(PROVIDED PASSAGE begins)

It is not known how T cells sense and respond to the stress of solid tumors, or how such responses shape dysfunction in CD8 tumor infiltrating lymphocytes (TILs). The endoplasmic reticulum (ER) is an organelle primed to sense environmental stress and to respond through initiation of downstream signal cascades. PKR-like ER kinase (PERK) is one of three ER sensors that enacts the cell response to stress. We were the first group to show that T cells in tumors experience the PERK-directed stress response. Using unique T cell-specific PERK KO mice (OT-1-Lckcre-PERKf/f) we discovered that PERK severely restricts the ability of T cells to control tumor growth. We now reveal groundbreaking preliminary data that illustrate that in response to the acute stress of the tumor microenvironment PERK prohibits T cell anti-tumor metabolism and restricts protein synthesis in CD8 TILs. Moreover, we show that CD8 TILs experience chronic ER stress associated with the PERK terminal unfolded protein response (UPR) enzyme ER oxidoreductase 1 (ERO1a) that induces dysregulated protein homeostasis (proteostasis) and impairs tumor control. This proposal aims to expand our preliminary data and develop the abovementioned novel discoveries into immunotherapeutic strategies to treat sarcomas with global implications for solid tumor cancer patients. To accomplish the aims proposed here we have developed a unique tumor microenvironment stress assay and sought out new approaches to apply to CD8 TIL biology to measure molecular changes that occur in T cells under tumor stress.
In Aim 1 we will use T cells from OT-1-Lckcre-PERKf/f mice in our tumor stress assay paired with metabolomics to show that PERK is the central regulator of CD8 TIL metabolism. We will also use T cells from sarcoma patients and CRISPR/Cas9 in vitro gene editing of PERK to measure how PERK affects metabolism of human T cells under tumor microenvironment stress. The results are expected to reframe and advance our current understanding of CD8 TIL metabolism.
In Aim 2 we will use T cells from OT-1-Lckcre-PERKf/f mice in our tumor stress assay paired with ribosome sequencing to discover the identity of actively translating mRNAs that are impacted by the tumor microenvironment. This work will also test the new concept that alternative routes of translation are sustainable in the stress of tumors. The results are expected to create a radical new paradigm of remodeling translation to improve immunotherapy.
For Aim 3 we have created unique ERO1a-/- mice to formally define how ERO1a undermines proteostasis in CD8 TILs using an in vivo sarcoma model and proteomics. Successful completion of the aims will revolutionize the field of cancer immunotherapy by generating a new paradigm for the cell stress response as the primary factor that dismantles CD8 TIL anti-tumor efficacy in solid tumors.
T cells are a part of the immune system able to control tumor growth, but are ineffective in most cancer patients. Our lab has made the groundbreaking discovery that T cells entering tumors experience an extreme response to stress that rapidly shuts down their ability to generate energy and make and process proteins. Our proposal will formally prove that targeting the stress response holds the power to revive essential T cell functions and invigorate tumor control to allow multiple types of immunotherapies to work better for cancer patients.

(PROVIDED PASSAGE ends)
(SOURCE MATERIAL begins)

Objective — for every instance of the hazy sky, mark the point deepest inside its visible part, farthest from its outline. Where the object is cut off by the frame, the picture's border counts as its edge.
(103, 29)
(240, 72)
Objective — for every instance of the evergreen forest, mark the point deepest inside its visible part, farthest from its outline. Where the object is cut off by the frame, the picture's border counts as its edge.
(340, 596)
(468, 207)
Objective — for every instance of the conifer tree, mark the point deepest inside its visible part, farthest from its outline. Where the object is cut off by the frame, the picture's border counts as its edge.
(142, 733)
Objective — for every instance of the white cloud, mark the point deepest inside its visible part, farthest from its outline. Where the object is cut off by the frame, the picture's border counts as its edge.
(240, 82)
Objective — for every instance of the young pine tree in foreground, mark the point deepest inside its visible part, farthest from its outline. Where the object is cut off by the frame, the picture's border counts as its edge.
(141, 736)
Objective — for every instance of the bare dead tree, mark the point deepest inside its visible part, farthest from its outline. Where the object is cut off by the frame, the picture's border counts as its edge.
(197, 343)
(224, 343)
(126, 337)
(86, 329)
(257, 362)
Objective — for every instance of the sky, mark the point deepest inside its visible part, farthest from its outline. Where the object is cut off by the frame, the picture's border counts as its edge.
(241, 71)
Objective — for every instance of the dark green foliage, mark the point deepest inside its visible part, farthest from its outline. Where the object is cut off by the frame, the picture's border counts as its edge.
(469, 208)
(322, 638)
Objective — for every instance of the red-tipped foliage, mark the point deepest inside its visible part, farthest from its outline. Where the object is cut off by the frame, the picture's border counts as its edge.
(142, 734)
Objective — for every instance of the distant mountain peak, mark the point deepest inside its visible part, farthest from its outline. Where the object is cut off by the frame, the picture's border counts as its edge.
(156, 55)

(SOURCE MATERIAL ends)

#### ACTIVITY LIST:
1. For each of the three aims in the abstract on PERK in CD8 TILs, name the profiling method it uses.
2. According to the abstract on PERK in CD8 TILs, which PERK terminal unfolded protein response enzyme is associated with chronic ER stress in CD8 TILs?

#### ANSWERS PROVIDED:
1.
- Aim 1: metabolomics
- Aim 2: ribosome sequencing
- Aim 3: proteomics

2. ER oxidoreductase 1 (ERO1a)